* **Task brief**
Below are some lines of data. Return all of them as they are.

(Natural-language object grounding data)

-- Opening Marker --

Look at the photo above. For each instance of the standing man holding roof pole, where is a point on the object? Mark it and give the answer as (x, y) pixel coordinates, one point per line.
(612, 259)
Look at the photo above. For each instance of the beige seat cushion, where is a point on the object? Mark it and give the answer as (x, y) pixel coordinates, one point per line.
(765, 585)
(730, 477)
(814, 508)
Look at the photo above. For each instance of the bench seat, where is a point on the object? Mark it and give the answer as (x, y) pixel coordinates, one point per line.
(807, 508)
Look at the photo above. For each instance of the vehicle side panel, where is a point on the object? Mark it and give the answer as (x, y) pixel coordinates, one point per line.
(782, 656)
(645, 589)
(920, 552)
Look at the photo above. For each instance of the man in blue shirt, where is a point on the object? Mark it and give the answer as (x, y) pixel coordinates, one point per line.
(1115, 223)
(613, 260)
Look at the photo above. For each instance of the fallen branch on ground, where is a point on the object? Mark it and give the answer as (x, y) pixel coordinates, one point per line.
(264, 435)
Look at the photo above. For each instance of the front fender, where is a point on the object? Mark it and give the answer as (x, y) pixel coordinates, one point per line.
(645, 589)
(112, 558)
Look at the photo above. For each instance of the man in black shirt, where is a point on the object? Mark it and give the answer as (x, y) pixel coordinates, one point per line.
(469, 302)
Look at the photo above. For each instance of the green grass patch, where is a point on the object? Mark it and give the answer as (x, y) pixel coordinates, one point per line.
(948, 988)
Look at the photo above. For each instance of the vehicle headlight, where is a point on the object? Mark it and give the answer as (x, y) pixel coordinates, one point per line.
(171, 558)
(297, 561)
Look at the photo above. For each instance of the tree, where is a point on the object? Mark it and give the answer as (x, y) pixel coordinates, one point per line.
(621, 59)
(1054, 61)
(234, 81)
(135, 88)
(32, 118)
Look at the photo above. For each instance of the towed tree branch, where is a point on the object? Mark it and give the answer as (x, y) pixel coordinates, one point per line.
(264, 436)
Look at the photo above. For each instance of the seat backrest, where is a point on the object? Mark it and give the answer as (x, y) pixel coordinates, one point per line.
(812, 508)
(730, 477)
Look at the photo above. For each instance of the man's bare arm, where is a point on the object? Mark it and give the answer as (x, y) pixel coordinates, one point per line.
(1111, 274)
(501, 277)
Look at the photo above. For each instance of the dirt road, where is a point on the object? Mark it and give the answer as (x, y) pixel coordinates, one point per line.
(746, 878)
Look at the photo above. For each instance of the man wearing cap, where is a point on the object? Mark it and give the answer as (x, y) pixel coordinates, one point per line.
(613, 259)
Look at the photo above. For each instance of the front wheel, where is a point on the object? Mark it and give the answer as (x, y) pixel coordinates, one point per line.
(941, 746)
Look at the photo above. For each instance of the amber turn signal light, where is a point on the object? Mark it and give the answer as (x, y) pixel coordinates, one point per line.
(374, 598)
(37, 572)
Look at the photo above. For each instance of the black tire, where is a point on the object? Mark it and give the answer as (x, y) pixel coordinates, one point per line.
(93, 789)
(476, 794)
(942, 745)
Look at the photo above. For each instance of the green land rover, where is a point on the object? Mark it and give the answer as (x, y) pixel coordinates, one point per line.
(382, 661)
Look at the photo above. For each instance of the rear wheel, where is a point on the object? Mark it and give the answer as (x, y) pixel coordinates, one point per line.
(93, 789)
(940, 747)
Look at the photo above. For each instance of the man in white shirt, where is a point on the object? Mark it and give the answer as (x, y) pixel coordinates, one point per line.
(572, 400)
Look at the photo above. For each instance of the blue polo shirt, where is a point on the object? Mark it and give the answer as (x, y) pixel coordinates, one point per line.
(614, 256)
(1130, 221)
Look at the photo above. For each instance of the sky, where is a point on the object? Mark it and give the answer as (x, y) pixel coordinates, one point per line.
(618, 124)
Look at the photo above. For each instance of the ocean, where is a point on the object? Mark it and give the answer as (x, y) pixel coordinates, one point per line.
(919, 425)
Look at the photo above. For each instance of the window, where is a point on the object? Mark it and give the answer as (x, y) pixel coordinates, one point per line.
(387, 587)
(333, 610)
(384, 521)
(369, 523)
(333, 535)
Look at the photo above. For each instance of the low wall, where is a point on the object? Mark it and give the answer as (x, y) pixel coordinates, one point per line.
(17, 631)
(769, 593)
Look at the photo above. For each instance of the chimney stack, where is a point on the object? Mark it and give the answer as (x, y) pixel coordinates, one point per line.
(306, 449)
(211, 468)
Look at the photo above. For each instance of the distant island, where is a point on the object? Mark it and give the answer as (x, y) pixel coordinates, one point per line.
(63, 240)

-- Closing Marker --

* **Task solution**
Look at the photo above. For each instance of the standing man holding roof pole, where is a point on the object? Mark it and give the answer as (x, y) pixel coordinates, one point per line.
(612, 259)
Look at the photo above. For each instance of the beige seat cushion, where is a point on the object? Mark it and give the answer as (x, y) pixel coordinates, one point per line.
(765, 585)
(730, 477)
(814, 508)
Look at the photo above. For each instance of the bench seat, where is a point on the object? Mark it and give the answer as (x, y) pixel coordinates, one point per line.
(807, 508)
Look at the photo above. For each instance of the vehicle side panel, where is a point on the object? Mark it and give the answer as (x, y) pixel coordinates, one point per line.
(782, 656)
(645, 589)
(920, 552)
Look at the photo above. For each instance of the man in blue shirt, where is a point on the object? Mark it and give the answer as (x, y) pixel coordinates, one point per line.
(1115, 223)
(613, 260)
Look at the photo above. For each instance of the fallen branch on ground, where is a point on the object? Mark it and give the answer as (x, y) pixel coordinates, one point per line.
(264, 435)
Look at the photo above. For each instance of the front fender, where is a point on the object? Mark it and give the answer as (x, y) pixel coordinates, one point per line.
(645, 589)
(112, 558)
Look at the photo above. For each instance of the man in black shirt, where is a point on the object? Mark it and give the answer as (x, y) pixel coordinates, one point per line.
(469, 302)
Look at the photo above. For each instance of the green grass patch, where is a point on the object? Mark it and give the answer as (x, y) pixel coordinates, one point per line.
(948, 988)
Look at the photo above. For each instance of the vehicle headlight, where is a point on the object? Mark it and give the answer as (x, y) pixel coordinates, one point per line.
(171, 558)
(297, 561)
Look at the photo above. For each instance of the tree, where is a point on the object? Mark it and give the answer as (x, y) pixel coordinates, one point per line.
(621, 59)
(1054, 61)
(234, 81)
(135, 88)
(32, 118)
Look at the photo above. For each instance of the towed tree branch, where is a point on the object? Mark it and give the answer as (x, y) pixel coordinates, one point per line.
(264, 436)
Look at the photo above. For each instance of the seat backrest, where is a point on the object? Mark it and give the answer as (x, y) pixel coordinates, one point per line.
(812, 508)
(730, 477)
Look at the photo above. For each instance of the man's bare arm, where is a point on the object? Mark it and give the answer as (x, y) pixel coordinates, one point per line.
(1111, 274)
(501, 277)
Look at the photo above. For each instance of the dirt road, where is a point on the object? Mark it and give the answer as (x, y) pixel coordinates, one point per line.
(746, 878)
Look at the photo above. For each instance of the man wearing cap, where is a point on the object? Mark it and give the answer as (x, y) pixel coordinates, one point per line.
(613, 259)
Look at the photo above. For each instance of the front wheel, where is a point on the object? Mark it and give the answer as (x, y) pixel coordinates, one point per line.
(941, 746)
Look at the photo above. For each instance of the amber turn signal light, where is a point on the object? Mark it and give the answer as (x, y) pixel coordinates, one point per line.
(374, 598)
(37, 572)
Look at the photo above. For each instance of the black tire, where is a point on the object? Mark it and give the answer as (x, y) pixel coordinates, one point per line.
(93, 789)
(476, 794)
(942, 745)
Look at the photo above. For each instance of the green land rover, where is a point on the object? Mark it and give the answer as (x, y) pixel coordinates, one point per line.
(382, 661)
Look at the photo above. For each instance of the rear wheel, where is a point on the object? Mark it and give the answer as (x, y) pixel coordinates, one point per line.
(93, 789)
(940, 747)
Look at the photo above. For each instance of the man in white shirt, where is a point on the object? Mark it and give the answer as (x, y) pixel coordinates, one point per line.
(572, 400)
Look at the photo above. For each instance of the blue polo shirt, where is a point on the object? Mark it and give the answer as (x, y) pixel coordinates, one point per line.
(614, 256)
(1130, 221)
Look at the photo above. For each instance of the sky, where is a point on the object? Mark it and give the answer as (x, y) pixel coordinates, one point per line.
(618, 124)
Look at the photo above. For each instance of the ocean, where is a point on the object? Mark it and give the answer as (x, y) pixel coordinates, one point per line.
(919, 425)
Look at the photo above. For each instance of the window, where is a point on the object? Mark it and give the answer as (x, y) pixel coordinates, one point per line.
(387, 587)
(333, 610)
(384, 521)
(369, 523)
(333, 535)
Look at the photo above. For each instance of the low wall, where is a point on the object? Mark it and give the answer as (x, y) pixel coordinates, one point per line.
(17, 631)
(769, 593)
Look at the photo above. For each instance of the chimney stack, where is a point on the object? Mark it and give the answer as (x, y) pixel coordinates, one point per line.
(306, 449)
(211, 468)
Look at the photo above. For each instance of the distant island, where is a point on the object? Mark it and give the answer as (x, y) pixel coordinates, one point per line.
(63, 240)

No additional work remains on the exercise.